Exercise passage.
======
I've been working with the Vet Center again for a while now, trying to sort some of these things out. Part of it is recovering from being homeless, part of it is recovering from being in (and being evicted from) transitional housing. Mostly it's "what the fuck do I do now?" while all of the derailed train cars that make up my life finally come to a stop.
One of the things I'd asked about at the Vet Center was for help dealing with work and PTSD. I like my job and where Inwork, and they've always been accommodating when needed, but I can't do this job forever. I'm a hacker, I want to write software. That means either I find a way to take on that kind of responsibility where I am, or I look for something new. In either case, PTSD is something I have to account for and something I will likely need some accommodations for. I don't have much experience asking for accommodations in the workplace.
Vet Center refered me to the local "Hire a Vet" guy, who wouldn't give me the time of day if I wasn't either homeless or in transitional housing. It should be noted that during my entire time in both states, no one ever mentioned that there was employment transition assistance. Might have been nice to know about.
Anyway, it turns out there is such a thing, and there are several programs under the term "Compensated Work Therapy" that give Vets a chance to get used to a real workplace with support for managing disabilities including PTSD.
So I have something to investigate this week, while I'm trying not to be upset that no one ever mentioned this to me before. I'm not even sure if I qualify, I have to talk to VA Hospital Mental Health (who never mentioned it before either).
I'm still waiting for someone at the VA to do something about my prescription meds. Tl;dr if I take any of my pills, I'm pretty much guaranteed to be throwing up within about 30 minutes.
======
Check your understanding.
A. Repeat a passage from the post about the Vet Center word for word: begin at the words "Vet Center refered" and stop after the words "disabilities including PTSD.".
B. According to the post about the Vet Center, within about how long after taking any of the prescribed pills does the writer expect to be throwing up?
C. Using the post about the Vet Center, explain in one to three sentences why the writer says the current job can't last forever.

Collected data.
======
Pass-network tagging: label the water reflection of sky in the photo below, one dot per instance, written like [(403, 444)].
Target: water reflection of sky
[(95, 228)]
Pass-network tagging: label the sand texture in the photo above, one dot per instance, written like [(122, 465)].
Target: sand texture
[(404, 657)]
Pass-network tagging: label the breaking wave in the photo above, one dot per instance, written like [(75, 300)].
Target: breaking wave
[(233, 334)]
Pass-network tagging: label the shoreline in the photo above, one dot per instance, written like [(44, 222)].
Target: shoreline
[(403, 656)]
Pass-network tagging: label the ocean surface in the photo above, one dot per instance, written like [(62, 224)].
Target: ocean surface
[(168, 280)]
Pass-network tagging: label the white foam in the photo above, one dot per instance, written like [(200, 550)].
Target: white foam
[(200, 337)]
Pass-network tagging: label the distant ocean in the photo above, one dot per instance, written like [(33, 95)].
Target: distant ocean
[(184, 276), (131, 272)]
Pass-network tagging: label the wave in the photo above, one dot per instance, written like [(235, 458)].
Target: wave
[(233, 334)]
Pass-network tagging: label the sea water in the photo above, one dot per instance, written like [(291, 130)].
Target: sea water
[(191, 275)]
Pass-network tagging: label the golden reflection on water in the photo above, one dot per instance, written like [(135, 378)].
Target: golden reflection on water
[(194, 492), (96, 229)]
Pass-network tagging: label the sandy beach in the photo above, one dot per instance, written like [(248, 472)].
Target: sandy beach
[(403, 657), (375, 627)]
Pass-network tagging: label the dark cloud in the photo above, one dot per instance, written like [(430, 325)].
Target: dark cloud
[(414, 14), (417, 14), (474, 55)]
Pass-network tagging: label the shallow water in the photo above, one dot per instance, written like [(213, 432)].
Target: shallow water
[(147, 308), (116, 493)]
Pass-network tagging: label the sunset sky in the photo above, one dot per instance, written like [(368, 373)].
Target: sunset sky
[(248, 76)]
======
Answers.
A.
Vet Center refered me to the local "Hire a Vet" guy, who wouldn't give me the time of day if I wasn't either homeless or in transitional housing. It should be noted that during my entire time in both states, no one ever mentioned that there was employment transition assistance. Might have been nice to know about.
Anyway, it turns out there is such a thing, and there are several programs under the term "Compensated Work Therapy" that give Vets a chance to get used to a real workplace with support for managing disabilities including PTSD.

B. Within about 30 minutes.

C. The writer is a hacker who wants to write software. That means either taking on that kind of responsibility at the current workplace or looking for something new.